__Instruções a seguir__.
Traduza para o inglês esta frase do texto sobre saneamento: "Dos mais de 5.500 municípios brasileiros, apenas cerca de 500 apresentam condições de superávit nas operações de saneamento."

__Texto do exercício__.
------
Para os municípios superavitários, após o chamamento público, haverá invariavelmente interessados e, desta forma, haverá licitação pública. Como há concorrência, o resultado é a otimização do contrato programa local. Todo o superávit que seria gerado na hipótese de contrato de programa tende a ser consumido pelo processo concorrencial da licitação, e desta maneira não subsidiarão os municípios deficitários.  Com a aplicação desse processo nos municípios que atualmente são doadores, extingue-se todo o subsídios entre os municípios.

Para os municípios deficitários, por sua vez, não haverá interessados dos agentes, podendo inclusive não haver nem mesmo interesse por contrato programa. O município fica nas mãos do poder público. A fonte de financiamento, nesse caso, deverá ser fiscal.

Dos mais de 5.500 municípios brasileiros, apenas cerca de 500 apresentam condições de superávit nas operações de saneamento. Como ficarão os 5 mil municípios que dependem dos subsídios cruzados?  Vamos a um exemplo real: no final da década de 90 o governo do Estado do Amazonas e do município de Manaus, aprovaram que o saneamento de Manaus sairia do controle da empresa estadual de saneamento, o município de Manaus era o único município superavitário do Estado, e o que aconteceu com o saneamento neste Estado?
------
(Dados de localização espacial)
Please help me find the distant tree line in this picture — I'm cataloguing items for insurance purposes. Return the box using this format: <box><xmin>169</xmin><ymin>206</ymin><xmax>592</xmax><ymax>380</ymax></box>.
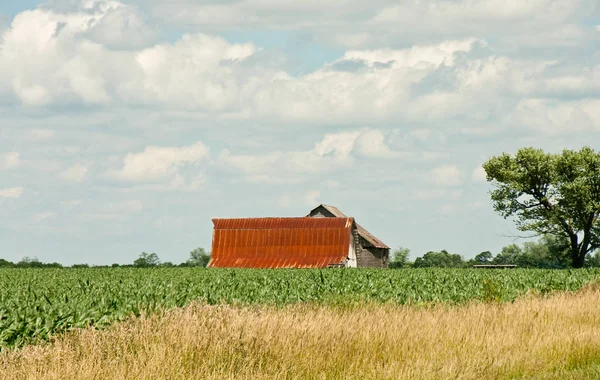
<box><xmin>0</xmin><ymin>248</ymin><xmax>210</xmax><ymax>268</ymax></box>
<box><xmin>389</xmin><ymin>235</ymin><xmax>600</xmax><ymax>269</ymax></box>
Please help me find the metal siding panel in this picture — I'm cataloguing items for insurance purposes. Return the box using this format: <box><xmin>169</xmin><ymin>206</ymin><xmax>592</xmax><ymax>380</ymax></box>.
<box><xmin>211</xmin><ymin>218</ymin><xmax>352</xmax><ymax>268</ymax></box>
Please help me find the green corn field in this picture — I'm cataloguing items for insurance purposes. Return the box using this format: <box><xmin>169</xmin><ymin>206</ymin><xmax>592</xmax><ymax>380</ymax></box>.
<box><xmin>0</xmin><ymin>268</ymin><xmax>600</xmax><ymax>350</ymax></box>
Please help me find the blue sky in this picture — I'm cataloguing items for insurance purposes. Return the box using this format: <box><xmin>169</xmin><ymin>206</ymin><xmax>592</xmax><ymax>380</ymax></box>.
<box><xmin>0</xmin><ymin>0</ymin><xmax>600</xmax><ymax>264</ymax></box>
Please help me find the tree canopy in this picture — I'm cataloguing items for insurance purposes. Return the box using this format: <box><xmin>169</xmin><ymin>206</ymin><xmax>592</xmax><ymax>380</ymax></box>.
<box><xmin>186</xmin><ymin>248</ymin><xmax>210</xmax><ymax>267</ymax></box>
<box><xmin>483</xmin><ymin>147</ymin><xmax>600</xmax><ymax>268</ymax></box>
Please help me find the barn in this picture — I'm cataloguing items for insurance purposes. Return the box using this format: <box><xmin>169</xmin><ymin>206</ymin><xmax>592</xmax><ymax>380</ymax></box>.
<box><xmin>208</xmin><ymin>217</ymin><xmax>357</xmax><ymax>268</ymax></box>
<box><xmin>307</xmin><ymin>204</ymin><xmax>390</xmax><ymax>268</ymax></box>
<box><xmin>208</xmin><ymin>204</ymin><xmax>390</xmax><ymax>268</ymax></box>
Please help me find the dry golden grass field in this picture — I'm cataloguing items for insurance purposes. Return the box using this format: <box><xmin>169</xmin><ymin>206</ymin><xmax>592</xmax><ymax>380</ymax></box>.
<box><xmin>0</xmin><ymin>286</ymin><xmax>600</xmax><ymax>379</ymax></box>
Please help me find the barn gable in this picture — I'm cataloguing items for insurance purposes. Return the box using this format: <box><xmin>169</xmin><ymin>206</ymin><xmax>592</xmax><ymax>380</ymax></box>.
<box><xmin>307</xmin><ymin>204</ymin><xmax>390</xmax><ymax>268</ymax></box>
<box><xmin>208</xmin><ymin>217</ymin><xmax>356</xmax><ymax>268</ymax></box>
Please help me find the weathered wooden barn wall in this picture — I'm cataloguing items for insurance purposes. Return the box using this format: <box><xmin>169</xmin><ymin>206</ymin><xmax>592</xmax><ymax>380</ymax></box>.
<box><xmin>308</xmin><ymin>205</ymin><xmax>389</xmax><ymax>268</ymax></box>
<box><xmin>356</xmin><ymin>237</ymin><xmax>388</xmax><ymax>268</ymax></box>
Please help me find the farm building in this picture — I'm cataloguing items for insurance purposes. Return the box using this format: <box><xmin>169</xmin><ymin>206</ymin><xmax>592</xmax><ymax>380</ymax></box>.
<box><xmin>208</xmin><ymin>217</ymin><xmax>356</xmax><ymax>268</ymax></box>
<box><xmin>208</xmin><ymin>205</ymin><xmax>390</xmax><ymax>268</ymax></box>
<box><xmin>307</xmin><ymin>204</ymin><xmax>390</xmax><ymax>268</ymax></box>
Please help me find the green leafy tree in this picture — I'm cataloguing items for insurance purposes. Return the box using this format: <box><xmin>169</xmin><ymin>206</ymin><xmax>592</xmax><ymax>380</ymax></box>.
<box><xmin>0</xmin><ymin>259</ymin><xmax>15</xmax><ymax>268</ymax></box>
<box><xmin>585</xmin><ymin>251</ymin><xmax>600</xmax><ymax>268</ymax></box>
<box><xmin>388</xmin><ymin>247</ymin><xmax>410</xmax><ymax>269</ymax></box>
<box><xmin>133</xmin><ymin>252</ymin><xmax>160</xmax><ymax>268</ymax></box>
<box><xmin>186</xmin><ymin>248</ymin><xmax>210</xmax><ymax>267</ymax></box>
<box><xmin>413</xmin><ymin>249</ymin><xmax>465</xmax><ymax>268</ymax></box>
<box><xmin>483</xmin><ymin>147</ymin><xmax>600</xmax><ymax>268</ymax></box>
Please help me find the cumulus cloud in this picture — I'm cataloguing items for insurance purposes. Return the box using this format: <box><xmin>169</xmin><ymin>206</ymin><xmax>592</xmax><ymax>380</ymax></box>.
<box><xmin>304</xmin><ymin>190</ymin><xmax>321</xmax><ymax>206</ymax></box>
<box><xmin>111</xmin><ymin>141</ymin><xmax>209</xmax><ymax>182</ymax></box>
<box><xmin>0</xmin><ymin>186</ymin><xmax>25</xmax><ymax>198</ymax></box>
<box><xmin>148</xmin><ymin>0</ymin><xmax>596</xmax><ymax>48</ymax></box>
<box><xmin>0</xmin><ymin>152</ymin><xmax>21</xmax><ymax>169</ymax></box>
<box><xmin>31</xmin><ymin>211</ymin><xmax>57</xmax><ymax>223</ymax></box>
<box><xmin>471</xmin><ymin>165</ymin><xmax>487</xmax><ymax>182</ymax></box>
<box><xmin>430</xmin><ymin>165</ymin><xmax>463</xmax><ymax>186</ymax></box>
<box><xmin>0</xmin><ymin>0</ymin><xmax>600</xmax><ymax>134</ymax></box>
<box><xmin>60</xmin><ymin>163</ymin><xmax>89</xmax><ymax>182</ymax></box>
<box><xmin>217</xmin><ymin>129</ymin><xmax>400</xmax><ymax>182</ymax></box>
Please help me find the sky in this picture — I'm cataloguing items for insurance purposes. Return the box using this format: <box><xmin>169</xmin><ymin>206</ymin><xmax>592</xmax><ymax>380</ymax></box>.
<box><xmin>0</xmin><ymin>0</ymin><xmax>600</xmax><ymax>265</ymax></box>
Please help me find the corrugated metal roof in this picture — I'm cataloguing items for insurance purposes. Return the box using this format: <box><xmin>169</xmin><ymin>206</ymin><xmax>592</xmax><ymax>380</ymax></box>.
<box><xmin>208</xmin><ymin>218</ymin><xmax>354</xmax><ymax>268</ymax></box>
<box><xmin>309</xmin><ymin>204</ymin><xmax>390</xmax><ymax>248</ymax></box>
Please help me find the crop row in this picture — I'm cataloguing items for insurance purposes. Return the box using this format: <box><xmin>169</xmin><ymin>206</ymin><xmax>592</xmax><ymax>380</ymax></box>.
<box><xmin>0</xmin><ymin>268</ymin><xmax>600</xmax><ymax>350</ymax></box>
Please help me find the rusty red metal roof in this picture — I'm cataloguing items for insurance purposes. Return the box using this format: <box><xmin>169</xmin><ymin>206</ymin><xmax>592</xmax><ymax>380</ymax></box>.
<box><xmin>208</xmin><ymin>217</ymin><xmax>354</xmax><ymax>268</ymax></box>
<box><xmin>309</xmin><ymin>204</ymin><xmax>390</xmax><ymax>248</ymax></box>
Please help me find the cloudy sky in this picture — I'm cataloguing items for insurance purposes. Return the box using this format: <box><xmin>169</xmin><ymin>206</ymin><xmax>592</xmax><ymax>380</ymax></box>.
<box><xmin>0</xmin><ymin>0</ymin><xmax>600</xmax><ymax>264</ymax></box>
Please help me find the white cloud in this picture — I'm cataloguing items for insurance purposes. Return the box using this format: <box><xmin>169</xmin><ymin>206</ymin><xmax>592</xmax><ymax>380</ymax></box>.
<box><xmin>24</xmin><ymin>128</ymin><xmax>54</xmax><ymax>140</ymax></box>
<box><xmin>85</xmin><ymin>2</ymin><xmax>157</xmax><ymax>49</ymax></box>
<box><xmin>304</xmin><ymin>190</ymin><xmax>321</xmax><ymax>206</ymax></box>
<box><xmin>334</xmin><ymin>38</ymin><xmax>487</xmax><ymax>68</ymax></box>
<box><xmin>111</xmin><ymin>141</ymin><xmax>209</xmax><ymax>183</ymax></box>
<box><xmin>32</xmin><ymin>211</ymin><xmax>57</xmax><ymax>223</ymax></box>
<box><xmin>0</xmin><ymin>187</ymin><xmax>25</xmax><ymax>198</ymax></box>
<box><xmin>0</xmin><ymin>4</ymin><xmax>600</xmax><ymax>135</ymax></box>
<box><xmin>471</xmin><ymin>165</ymin><xmax>487</xmax><ymax>182</ymax></box>
<box><xmin>0</xmin><ymin>152</ymin><xmax>21</xmax><ymax>169</ymax></box>
<box><xmin>217</xmin><ymin>129</ymin><xmax>400</xmax><ymax>182</ymax></box>
<box><xmin>430</xmin><ymin>165</ymin><xmax>463</xmax><ymax>186</ymax></box>
<box><xmin>151</xmin><ymin>0</ymin><xmax>596</xmax><ymax>48</ymax></box>
<box><xmin>277</xmin><ymin>194</ymin><xmax>292</xmax><ymax>208</ymax></box>
<box><xmin>60</xmin><ymin>163</ymin><xmax>89</xmax><ymax>182</ymax></box>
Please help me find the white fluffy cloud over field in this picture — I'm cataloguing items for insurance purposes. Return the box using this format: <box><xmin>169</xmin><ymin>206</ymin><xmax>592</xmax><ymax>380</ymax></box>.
<box><xmin>0</xmin><ymin>0</ymin><xmax>600</xmax><ymax>263</ymax></box>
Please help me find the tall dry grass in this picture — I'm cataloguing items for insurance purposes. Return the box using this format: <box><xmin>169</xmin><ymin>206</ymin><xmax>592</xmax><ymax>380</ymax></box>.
<box><xmin>0</xmin><ymin>287</ymin><xmax>600</xmax><ymax>379</ymax></box>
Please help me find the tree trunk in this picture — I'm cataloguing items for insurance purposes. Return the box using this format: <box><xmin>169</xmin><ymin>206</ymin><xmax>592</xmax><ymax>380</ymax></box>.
<box><xmin>569</xmin><ymin>234</ymin><xmax>585</xmax><ymax>268</ymax></box>
<box><xmin>573</xmin><ymin>254</ymin><xmax>585</xmax><ymax>268</ymax></box>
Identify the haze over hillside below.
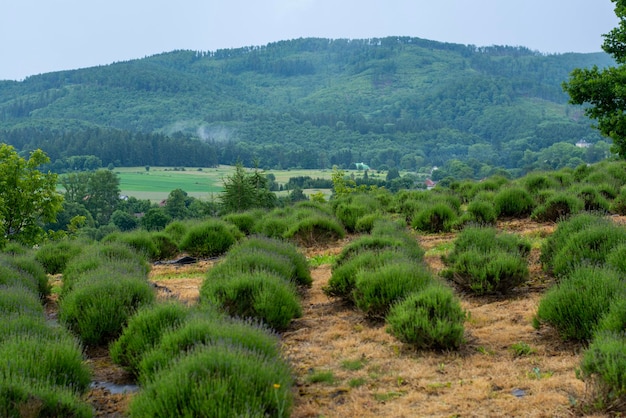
[0,37,613,177]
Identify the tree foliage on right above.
[563,0,626,159]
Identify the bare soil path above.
[61,221,608,418]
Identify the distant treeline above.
[0,37,613,178]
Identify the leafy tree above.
[0,144,63,245]
[111,209,139,231]
[386,167,400,181]
[220,163,277,212]
[563,0,626,158]
[61,169,120,225]
[141,208,172,231]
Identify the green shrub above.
[0,376,93,418]
[597,299,626,334]
[0,241,31,255]
[411,202,457,233]
[109,302,189,376]
[352,262,434,318]
[530,192,584,222]
[163,221,189,244]
[0,333,91,394]
[63,242,150,287]
[0,310,59,343]
[59,260,151,299]
[101,230,159,260]
[35,240,85,274]
[139,315,280,383]
[229,236,313,286]
[253,213,290,238]
[540,213,611,271]
[580,332,626,410]
[216,248,298,284]
[443,226,531,263]
[0,262,39,295]
[222,209,264,235]
[180,219,236,257]
[130,344,293,418]
[467,199,498,224]
[323,249,404,301]
[494,187,535,218]
[283,214,346,247]
[552,223,626,277]
[59,276,155,345]
[604,243,626,274]
[534,266,626,341]
[150,232,179,260]
[0,284,43,320]
[370,217,408,237]
[609,186,626,216]
[442,248,530,295]
[354,213,381,233]
[200,272,302,330]
[335,203,371,232]
[333,235,424,268]
[521,173,560,195]
[385,285,465,350]
[574,185,609,212]
[0,255,50,299]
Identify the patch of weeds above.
[341,358,365,371]
[154,270,206,281]
[426,382,452,392]
[352,324,365,332]
[374,391,404,402]
[348,377,366,388]
[368,365,381,380]
[309,254,337,267]
[308,370,335,385]
[424,240,454,257]
[528,367,554,380]
[509,341,536,357]
[476,345,496,356]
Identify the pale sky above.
[0,0,618,80]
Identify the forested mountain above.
[0,37,613,177]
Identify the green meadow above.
[114,165,332,202]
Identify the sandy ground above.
[61,221,612,418]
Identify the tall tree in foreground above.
[563,0,626,159]
[0,144,63,247]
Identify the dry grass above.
[85,221,612,418]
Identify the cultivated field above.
[114,165,332,202]
[74,220,608,417]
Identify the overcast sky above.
[0,0,618,80]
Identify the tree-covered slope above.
[0,37,612,176]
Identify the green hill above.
[0,37,613,177]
------
__Resposta__.
Of the more than 5,500 Brazilian municipalities, only about 500 show conditions for a surplus in their sanitation operations.